So, at this stage everything looks simple, but then problems arise. There is a lot of controversy about whose contribution is more important – a person or an AI algorithm. On the one hand, a person independently writes an algorithm, starting from their own creative idea, forms a catalog of images that introduces to this algorithm and controls the process of generating a work at subsequent stages. But on the other hand, the end result strongly depends on the AI algorithm; moreover, it is the algorithm that is responsible for the creative component, generating new images and artistic solutions, when the developer acts as a curator, choosing the necessary information and controlling the process. Now it is difficult to say unequivocally who to a greater extent controls the creation of an AI work – the discussions are still ongoing.

▶ **PROVIDED MATERIAL**
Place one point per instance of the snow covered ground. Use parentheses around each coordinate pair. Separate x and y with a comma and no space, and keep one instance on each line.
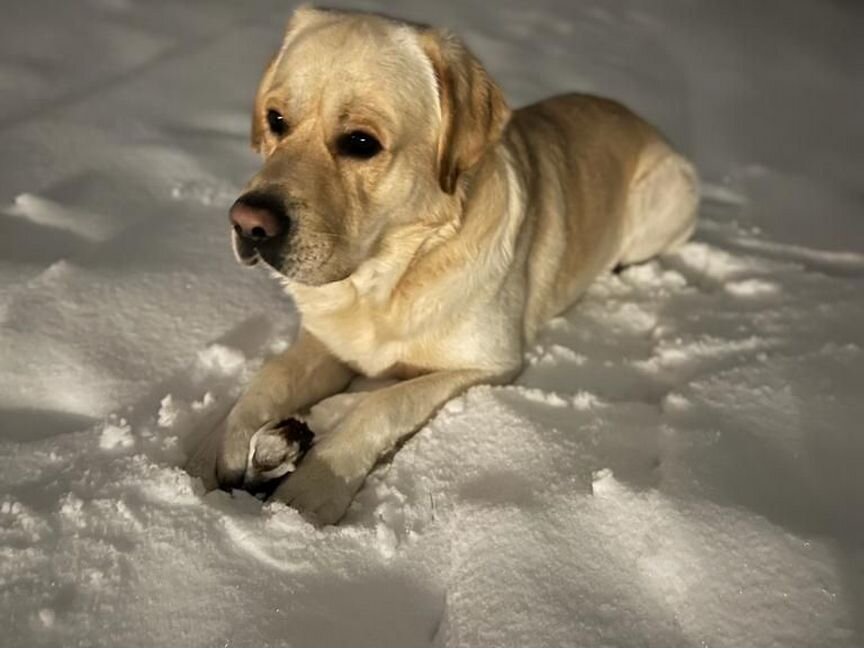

▶ **GOAL**
In the text on AI-generated art, what role does the developer take while the algorithm generates new images and artistic solutions? The material shown here is separate from the text on AI-generated art.

▶ **THE ANSWER**
The developer acts as a curator, choosing the necessary information and controlling the process.